◆ **Written exercise**
Copy out the lines below exactly as they stand, all of them.

(Rows from a segmentation dataset)
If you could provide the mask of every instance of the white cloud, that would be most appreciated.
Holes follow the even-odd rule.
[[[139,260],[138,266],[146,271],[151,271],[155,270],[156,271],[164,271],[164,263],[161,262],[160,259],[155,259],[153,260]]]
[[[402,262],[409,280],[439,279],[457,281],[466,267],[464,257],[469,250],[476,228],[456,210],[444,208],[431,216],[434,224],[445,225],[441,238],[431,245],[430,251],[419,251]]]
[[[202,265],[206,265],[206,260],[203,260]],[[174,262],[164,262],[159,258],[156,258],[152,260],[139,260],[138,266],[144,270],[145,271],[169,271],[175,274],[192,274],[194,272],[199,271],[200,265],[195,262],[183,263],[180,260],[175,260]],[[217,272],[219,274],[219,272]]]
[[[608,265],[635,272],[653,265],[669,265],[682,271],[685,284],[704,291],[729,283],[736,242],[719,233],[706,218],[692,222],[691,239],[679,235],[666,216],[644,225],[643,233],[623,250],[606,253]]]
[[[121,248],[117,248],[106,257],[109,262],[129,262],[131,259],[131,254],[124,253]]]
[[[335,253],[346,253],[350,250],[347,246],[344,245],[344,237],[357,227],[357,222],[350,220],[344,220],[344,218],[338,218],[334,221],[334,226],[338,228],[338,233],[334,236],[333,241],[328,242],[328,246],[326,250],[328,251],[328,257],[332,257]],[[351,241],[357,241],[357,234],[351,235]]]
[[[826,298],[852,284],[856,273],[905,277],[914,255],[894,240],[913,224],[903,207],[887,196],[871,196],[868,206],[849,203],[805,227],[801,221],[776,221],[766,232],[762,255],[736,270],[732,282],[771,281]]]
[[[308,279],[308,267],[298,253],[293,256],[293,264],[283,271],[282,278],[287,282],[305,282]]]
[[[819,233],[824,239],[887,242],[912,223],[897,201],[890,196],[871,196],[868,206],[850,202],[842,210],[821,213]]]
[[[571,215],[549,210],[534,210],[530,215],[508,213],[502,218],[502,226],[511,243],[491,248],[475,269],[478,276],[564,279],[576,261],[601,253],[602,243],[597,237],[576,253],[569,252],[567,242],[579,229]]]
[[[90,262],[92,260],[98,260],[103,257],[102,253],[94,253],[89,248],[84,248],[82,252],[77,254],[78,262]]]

◆ **Solution to this exercise**
If you could provide the mask of every instance of the white cloud, that would be most appreciated.
Holes follow the even-odd rule.
[[[139,260],[138,266],[146,271],[151,271],[155,270],[156,271],[164,271],[164,263],[161,262],[160,259],[155,259],[153,260]]]
[[[402,262],[409,280],[439,279],[457,281],[466,267],[464,257],[469,250],[476,228],[456,210],[444,208],[431,216],[434,224],[445,225],[441,238],[431,245],[430,251],[419,251]]]
[[[202,265],[206,265],[206,260],[203,260]],[[174,262],[164,262],[159,258],[156,258],[152,260],[139,260],[138,266],[144,270],[145,271],[169,271],[175,274],[192,274],[194,272],[199,271],[200,265],[195,262],[183,263],[180,260],[175,260]],[[217,272],[219,274],[219,272]]]
[[[608,265],[635,272],[653,265],[669,265],[682,271],[685,284],[704,291],[729,283],[736,242],[719,233],[706,218],[692,222],[691,239],[679,235],[666,216],[644,225],[643,233],[623,250],[606,253]]]
[[[121,248],[117,248],[106,257],[109,262],[129,262],[131,259],[131,254],[124,253]]]
[[[335,253],[346,253],[350,250],[347,246],[344,245],[344,237],[357,227],[357,222],[350,220],[344,220],[344,218],[338,218],[334,221],[334,226],[338,228],[338,233],[334,236],[333,241],[328,242],[328,246],[326,250],[328,251],[328,257],[332,257]],[[351,241],[357,241],[357,234],[351,235]]]
[[[826,298],[852,284],[856,273],[905,277],[914,255],[894,240],[913,224],[903,207],[887,196],[871,196],[868,206],[849,203],[805,227],[801,221],[776,221],[766,232],[762,255],[736,270],[732,282],[771,281]]]
[[[308,279],[308,267],[298,253],[293,256],[293,264],[283,271],[282,278],[287,282],[305,282]]]
[[[819,233],[824,239],[887,242],[912,223],[897,201],[890,196],[871,196],[868,206],[850,202],[842,210],[821,213]]]
[[[571,215],[549,210],[534,210],[530,215],[508,213],[502,218],[502,226],[511,243],[491,248],[475,269],[478,276],[564,279],[576,261],[601,253],[602,243],[597,237],[576,253],[569,252],[567,242],[579,229]]]
[[[90,262],[92,260],[98,260],[103,257],[102,253],[94,253],[89,248],[84,248],[82,252],[77,254],[78,262]]]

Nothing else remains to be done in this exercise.